* TEXT UNDER STUDY *

--------

JOURNAL ARTICLE

High membrane transport status on peritoneal dialysis is not associated with reduced survival following transfer to haemodialysis

Kathryn J Wiggins, Stephen P McDonald, Fiona G Brown, Johan B Rosman, David W Johnson
Nephrology, Dialysis, Transplantation 2007, 22 (10): 3005-12
17545674

BACKGROUND: High transporter status is associated with reduced survival of patients receiving peritoneal dialysis (PD). This may be due primarily to the development of complications related to the PD process, in which case the survival disadvantage may not persist following transfer to haemodialysis (HD). In this study, we aimed to assess the impact of peritoneal membrane transporter status on patient survival and the likelihood of return to PD following transfer from PD to HD.

METHODS: The Australia and New Zealand Dialysis and Transplant (ANZDATA) Registry was searched to identify all patients between 1 April 1999 and 31 March 2004 who had received PD and subsequently transferred to HD, in whom an incident 4 h dialysate: plasma creatinine ratio was recorded. A Cox proportional hazards model was used to identify factors significantly associated with patient and technique survival after commencement of HD.

RESULTS: A total of 918 patients were included in the analysis. On multivariate Cox regression analysis there was no difference in survival between transport groups relative to the reference group of low average transporters (adjusted hazard ratio (HR) 0.71, 95% CI 0.42-1.19, P = 0.19, HR 0.94, 95% CI 0.63-1.38, P = 0.73 and HR 0.24, 95% CI 0.06-1.01, P = 0.051 for high, high average and low transporter groups, respectively). Significant predictors of mortality were duration of PD more than 22 months (HR 2.32, 95% CI 1.24-4.33, P = 0.01), increasing age, late referral to a nephrologist and a history of diabetes mellitus. The likelihood of returning to PD was increased if initial PD technique failure was due to mechanical complications compared with all other causes of failure [HR 3.65 (95% CI 2.78-4.79) P < 0.001] and decreased with higher body mass index [HR 0.97 per kg/m(2) (95% CI 0.94-0.99), P = 0.01] and the 4 h dialysate: plasma creatinine ratio considered as a continuous variable [4 h D:P Cr; HR 0.32 per unit (95% CI 0.12-0.89), P = 0.03].

CONCLUSIONS: The survival disadvantage associated with high peritoneal membrane transport status during PD treatment does not persist following transfer to HD. Early transfer to HD may be beneficial in this patient group.

--------

* EXERCISE DATA *
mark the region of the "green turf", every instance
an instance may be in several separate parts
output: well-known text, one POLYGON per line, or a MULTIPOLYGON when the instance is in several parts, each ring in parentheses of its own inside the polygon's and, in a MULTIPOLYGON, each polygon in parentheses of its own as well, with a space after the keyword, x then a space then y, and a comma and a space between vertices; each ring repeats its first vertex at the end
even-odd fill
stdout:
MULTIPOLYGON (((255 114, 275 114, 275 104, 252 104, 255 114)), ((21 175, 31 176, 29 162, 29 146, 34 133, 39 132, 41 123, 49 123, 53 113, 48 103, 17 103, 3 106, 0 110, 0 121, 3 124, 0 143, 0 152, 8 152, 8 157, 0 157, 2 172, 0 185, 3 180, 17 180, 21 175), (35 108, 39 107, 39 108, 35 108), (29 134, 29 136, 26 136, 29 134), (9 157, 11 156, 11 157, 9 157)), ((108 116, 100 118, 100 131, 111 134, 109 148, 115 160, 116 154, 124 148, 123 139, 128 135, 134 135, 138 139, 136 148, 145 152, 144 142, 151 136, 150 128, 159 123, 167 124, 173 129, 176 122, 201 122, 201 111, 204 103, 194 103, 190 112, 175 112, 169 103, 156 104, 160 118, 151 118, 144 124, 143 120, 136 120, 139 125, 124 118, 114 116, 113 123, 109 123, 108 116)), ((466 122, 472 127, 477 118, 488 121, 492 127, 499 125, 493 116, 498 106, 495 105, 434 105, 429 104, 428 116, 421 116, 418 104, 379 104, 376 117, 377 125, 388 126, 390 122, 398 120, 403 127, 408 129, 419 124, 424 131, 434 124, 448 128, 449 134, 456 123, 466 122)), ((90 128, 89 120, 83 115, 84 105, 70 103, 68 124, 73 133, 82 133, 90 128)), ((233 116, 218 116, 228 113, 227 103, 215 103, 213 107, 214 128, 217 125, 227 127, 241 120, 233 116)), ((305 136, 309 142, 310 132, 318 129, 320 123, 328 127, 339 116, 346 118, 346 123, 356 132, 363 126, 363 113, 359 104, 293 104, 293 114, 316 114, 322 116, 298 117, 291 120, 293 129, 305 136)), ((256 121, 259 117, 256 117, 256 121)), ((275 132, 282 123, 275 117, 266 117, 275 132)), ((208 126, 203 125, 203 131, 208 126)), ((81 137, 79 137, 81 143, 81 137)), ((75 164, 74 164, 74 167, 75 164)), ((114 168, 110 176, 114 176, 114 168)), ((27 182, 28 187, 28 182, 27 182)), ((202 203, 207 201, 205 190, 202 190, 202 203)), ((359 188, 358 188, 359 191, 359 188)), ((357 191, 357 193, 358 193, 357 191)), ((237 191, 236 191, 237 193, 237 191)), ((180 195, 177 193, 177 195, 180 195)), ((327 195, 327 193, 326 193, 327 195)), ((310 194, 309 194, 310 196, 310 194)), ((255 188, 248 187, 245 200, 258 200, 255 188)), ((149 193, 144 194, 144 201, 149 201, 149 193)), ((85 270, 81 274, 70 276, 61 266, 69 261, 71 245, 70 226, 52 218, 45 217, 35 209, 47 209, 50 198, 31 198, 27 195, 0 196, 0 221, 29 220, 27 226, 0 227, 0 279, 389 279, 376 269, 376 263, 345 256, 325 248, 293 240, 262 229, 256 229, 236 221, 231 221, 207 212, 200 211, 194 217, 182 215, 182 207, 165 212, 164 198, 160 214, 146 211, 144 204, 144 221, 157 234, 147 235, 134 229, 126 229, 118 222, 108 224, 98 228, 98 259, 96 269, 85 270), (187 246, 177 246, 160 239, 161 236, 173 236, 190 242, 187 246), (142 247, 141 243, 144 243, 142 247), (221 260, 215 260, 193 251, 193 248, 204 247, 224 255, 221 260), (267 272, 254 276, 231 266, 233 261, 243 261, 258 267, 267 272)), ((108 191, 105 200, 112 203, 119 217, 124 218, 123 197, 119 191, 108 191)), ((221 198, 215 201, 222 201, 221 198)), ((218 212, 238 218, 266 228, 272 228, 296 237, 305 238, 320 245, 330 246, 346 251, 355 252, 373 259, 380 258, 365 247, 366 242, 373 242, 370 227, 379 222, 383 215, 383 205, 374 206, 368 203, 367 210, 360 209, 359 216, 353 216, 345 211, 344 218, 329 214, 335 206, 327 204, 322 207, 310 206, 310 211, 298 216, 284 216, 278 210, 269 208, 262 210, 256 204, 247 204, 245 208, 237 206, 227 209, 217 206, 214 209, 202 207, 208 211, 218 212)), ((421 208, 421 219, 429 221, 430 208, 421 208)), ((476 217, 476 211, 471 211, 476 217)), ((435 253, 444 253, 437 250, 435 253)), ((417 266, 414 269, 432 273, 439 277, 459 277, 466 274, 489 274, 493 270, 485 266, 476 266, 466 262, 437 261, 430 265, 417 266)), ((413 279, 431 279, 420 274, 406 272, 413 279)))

--------

* BRIEF 1 *
Repeat the abstract on peritoneal membrane transport status, beginning at the words "JOURNAL ARTICLE" and stopping after "from PD to HD.", and switch "haemodialysis" to "hemodialysis" throughout that span.
* BRIEF 2 *
Answer these questions using the abstract on peritoneal membrane transport status.
(a) Which registry was searched to find the patients?
(b) How many patients were included in the analysis?
(c) What duration of PD was a significant predictor of mortality?

* WRITTEN RESPONSE 1 *
JOURNAL ARTICLE

High membrane transport status on peritoneal dialysis is not associated with reduced survival following transfer to hemodialysis

Kathryn J Wiggins, Stephen P McDonald, Fiona G Brown, Johan B Rosman, David W Johnson
Nephrology, Dialysis, Transplantation 2007, 22 (10): 3005-12
17545674

BACKGROUND: High transporter status is associated with reduced survival of patients receiving peritoneal dialysis (PD). This may be due primarily to the development of complications related to the PD process, in which case the survival disadvantage may not persist following transfer to hemodialysis (HD). In this study, we aimed to assess the impact of peritoneal membrane transporter status on patient survival and the likelihood of return to PD following transfer from PD to HD.

* WRITTEN RESPONSE 2 *
(a) The Australia and New Zealand Dialysis and Transplant (ANZDATA) Registry
(b) 918
(c) More than 22 months